Tarea del ejercicio:
Por favor, determina cuántas líneas del listado que sigue contienen la cadena "asphalt", distinguiendo entre mayúsculas y minúsculas. Responde únicamente con ese número.

######

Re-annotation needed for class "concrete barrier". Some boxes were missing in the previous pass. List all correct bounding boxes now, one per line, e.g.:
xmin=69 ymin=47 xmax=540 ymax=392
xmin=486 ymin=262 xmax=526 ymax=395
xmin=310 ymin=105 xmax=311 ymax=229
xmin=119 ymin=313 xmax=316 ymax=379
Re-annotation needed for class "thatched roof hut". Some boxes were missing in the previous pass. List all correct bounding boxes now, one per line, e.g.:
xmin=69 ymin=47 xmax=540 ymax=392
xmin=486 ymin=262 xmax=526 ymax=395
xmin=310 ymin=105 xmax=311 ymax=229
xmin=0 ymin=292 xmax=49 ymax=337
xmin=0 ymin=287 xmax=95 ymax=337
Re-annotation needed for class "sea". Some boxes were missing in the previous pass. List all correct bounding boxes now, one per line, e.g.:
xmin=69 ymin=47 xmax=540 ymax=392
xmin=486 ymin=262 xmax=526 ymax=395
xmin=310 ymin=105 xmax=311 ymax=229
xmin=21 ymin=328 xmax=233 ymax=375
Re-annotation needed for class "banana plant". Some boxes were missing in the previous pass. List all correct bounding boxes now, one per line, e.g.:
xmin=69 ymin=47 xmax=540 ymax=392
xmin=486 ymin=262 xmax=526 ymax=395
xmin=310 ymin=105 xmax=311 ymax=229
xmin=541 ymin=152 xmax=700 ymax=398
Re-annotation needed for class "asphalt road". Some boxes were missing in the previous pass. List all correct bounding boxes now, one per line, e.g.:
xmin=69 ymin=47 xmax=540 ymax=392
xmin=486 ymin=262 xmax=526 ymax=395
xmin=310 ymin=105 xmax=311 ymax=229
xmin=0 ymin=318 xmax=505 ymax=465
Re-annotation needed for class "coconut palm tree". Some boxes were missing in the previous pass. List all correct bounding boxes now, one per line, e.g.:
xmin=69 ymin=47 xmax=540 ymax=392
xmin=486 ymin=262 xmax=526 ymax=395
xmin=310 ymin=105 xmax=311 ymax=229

######

Respuesta a la tarea:
1